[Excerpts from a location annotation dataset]
--- --- ---

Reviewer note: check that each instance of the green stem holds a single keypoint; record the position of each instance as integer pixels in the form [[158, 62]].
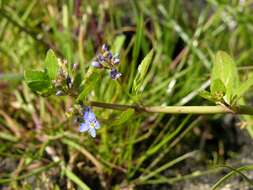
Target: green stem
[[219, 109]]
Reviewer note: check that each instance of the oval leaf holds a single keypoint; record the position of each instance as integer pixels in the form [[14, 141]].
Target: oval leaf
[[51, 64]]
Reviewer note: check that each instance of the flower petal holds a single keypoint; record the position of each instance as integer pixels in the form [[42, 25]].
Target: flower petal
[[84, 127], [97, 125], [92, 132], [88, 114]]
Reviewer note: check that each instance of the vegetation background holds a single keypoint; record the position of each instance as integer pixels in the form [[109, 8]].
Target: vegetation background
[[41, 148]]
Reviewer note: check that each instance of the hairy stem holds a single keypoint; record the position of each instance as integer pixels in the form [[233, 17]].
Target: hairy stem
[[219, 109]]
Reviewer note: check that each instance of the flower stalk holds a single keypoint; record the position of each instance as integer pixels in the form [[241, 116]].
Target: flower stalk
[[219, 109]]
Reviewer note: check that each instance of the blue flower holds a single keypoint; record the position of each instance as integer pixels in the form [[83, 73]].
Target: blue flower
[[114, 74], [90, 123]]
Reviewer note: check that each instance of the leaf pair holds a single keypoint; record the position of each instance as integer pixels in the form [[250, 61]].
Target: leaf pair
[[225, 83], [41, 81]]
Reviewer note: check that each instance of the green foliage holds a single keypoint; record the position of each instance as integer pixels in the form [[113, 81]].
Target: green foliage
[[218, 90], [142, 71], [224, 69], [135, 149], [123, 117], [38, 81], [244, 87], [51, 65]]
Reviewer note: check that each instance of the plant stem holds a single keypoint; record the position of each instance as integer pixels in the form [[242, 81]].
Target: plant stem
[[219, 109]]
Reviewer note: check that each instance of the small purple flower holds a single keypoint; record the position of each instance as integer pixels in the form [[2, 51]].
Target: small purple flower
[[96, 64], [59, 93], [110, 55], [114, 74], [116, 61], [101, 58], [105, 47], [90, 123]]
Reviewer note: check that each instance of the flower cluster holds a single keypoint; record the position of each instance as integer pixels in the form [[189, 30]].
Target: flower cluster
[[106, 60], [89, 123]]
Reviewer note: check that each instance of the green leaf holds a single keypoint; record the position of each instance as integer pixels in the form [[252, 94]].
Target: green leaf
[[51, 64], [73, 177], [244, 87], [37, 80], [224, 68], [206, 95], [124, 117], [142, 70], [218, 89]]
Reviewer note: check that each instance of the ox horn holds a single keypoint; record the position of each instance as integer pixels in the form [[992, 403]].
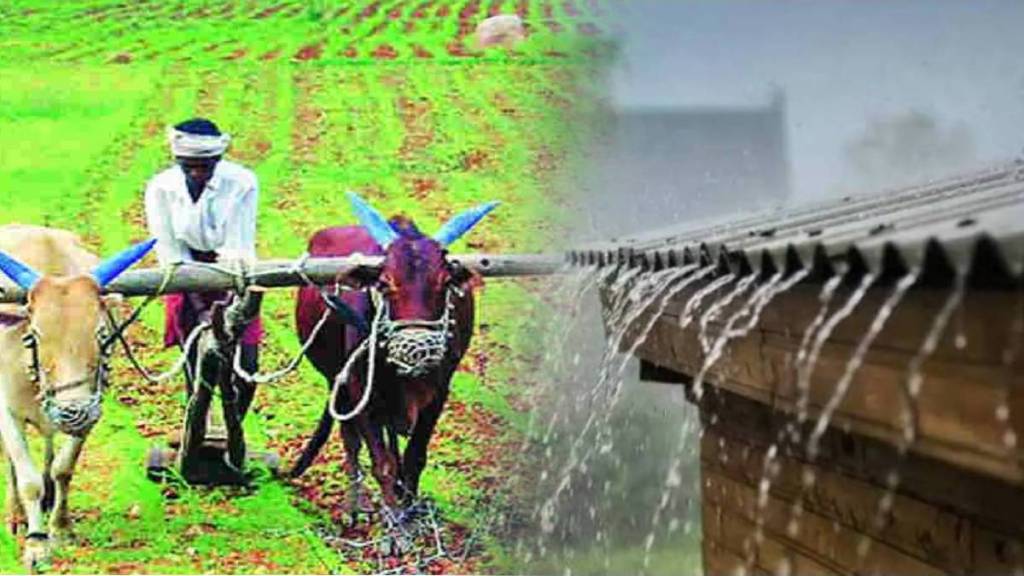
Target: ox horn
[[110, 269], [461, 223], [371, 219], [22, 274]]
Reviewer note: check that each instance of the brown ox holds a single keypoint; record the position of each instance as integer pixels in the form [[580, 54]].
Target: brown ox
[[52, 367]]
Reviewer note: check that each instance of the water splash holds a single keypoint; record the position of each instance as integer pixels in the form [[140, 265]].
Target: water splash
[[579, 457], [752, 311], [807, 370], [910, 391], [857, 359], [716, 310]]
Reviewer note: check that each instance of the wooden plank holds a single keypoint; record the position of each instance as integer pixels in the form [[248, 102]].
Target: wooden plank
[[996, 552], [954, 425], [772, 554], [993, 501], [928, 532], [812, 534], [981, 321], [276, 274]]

--- --- ---

Copy out all of the records above word for word, leaving out the pictures.

▶ **FULL OUTPUT**
Reviewer note: check that each instance of the green stem holds a single keypoint; record the position of each instance as integer pixels in the form [[158, 62]].
Target: green stem
[[219, 109]]
Reviewer note: check that each instance of the oval leaf holds a single keypoint; record the position of each instance as integer pixels in the form [[14, 141]].
Target: oval leaf
[[51, 64]]
Reviewer note: check that each instance of the flower petal holds a single keypoint; record the position of each instance as integer pixels in the form [[42, 25]].
Target: flower petal
[[84, 127], [97, 125], [92, 132], [88, 114]]
Reviewer note: check that each instance of the vegetation background holds a single keypoint; record the position of each instance as integer pixels in the form [[109, 8]].
Target: vegetation background
[[41, 148]]
Reviewer note: check that each instance of the hairy stem holds a single keypoint; record the position of each instance as integer pixels in the form [[233, 17]].
Target: hairy stem
[[219, 109]]
Reviewer note: check that each instance of the flower stalk holds a single keypoint; record the position of each instance as integer pixels in the form [[241, 116]].
Target: flower stalk
[[219, 109]]
Reviewer note: check that each instance of the blue flower holds a single keypoint; record the position of each instance as integer pixels in the form [[83, 73]].
Target: blue flower
[[114, 74], [90, 123]]
Reviewer note: check that each instance of the leaf pair holds a single keypoint; record the position of each instance as integer pixels in the form [[250, 61]].
Target: leaf pair
[[225, 83], [41, 81]]
Reviewer note: check that each instance of the green foliage holds a single keypoint; record the position of each instance as integer pixels in the form [[113, 81]].
Target: green foliage
[[218, 90], [142, 71], [224, 69], [135, 149], [123, 117], [38, 81], [244, 87], [51, 65]]
Reviewer note: check that each instance of the plant stem holds a single keypoint; record the position of each instance as integer pixels in the form [[242, 81]].
Target: plant stem
[[219, 109]]
Reviewer note: check that each instance of the small purple flower holds a single keypoint; record the position of each instance as integer pixels in the form [[2, 51]].
Target: small purple flower
[[96, 64], [59, 93], [110, 55], [114, 74], [116, 61], [101, 58], [105, 47], [90, 123]]
Reviewer note: check that each instance of the flower cluster holds a single keypoint; record the position of each instance as integer pixels in the form [[189, 30]].
Target: flower cluster
[[106, 60], [89, 123]]
Reviewer note: check that each instance of the green leaf holds a single keypoint; record the position of each instance as integer pixels in the form [[252, 94]].
Target: green leaf
[[51, 64], [73, 177], [244, 87], [37, 80], [224, 68], [206, 95], [124, 117], [142, 70], [218, 89]]
Reviewer note: check that each instance of the ox horn holds a single keypoint; record the position of each instance as integer pixels in the form [[992, 403]].
Target: ox horn
[[110, 269], [461, 223], [371, 219], [22, 274]]
Reviewer note: check that each instance of the brown ox holds a single keypoint; record the position of each instance as integer pixels in the form [[580, 54]].
Target: brown ox
[[52, 367]]
Reviewer note: check that each instance of the water splash holds a single keypoint; record the position of each instance as integer pixels in the form [[140, 265]].
Target: water splash
[[579, 457], [752, 311], [807, 370], [910, 391], [857, 359], [716, 310]]
Reviewer note: check that each instance of the wooden plank holds a single keypoint; record the position of each instance as integer pixels in the form [[248, 102]].
Target: wooden plank
[[996, 552], [954, 425], [772, 554], [993, 501], [928, 532], [812, 534], [981, 321], [276, 274]]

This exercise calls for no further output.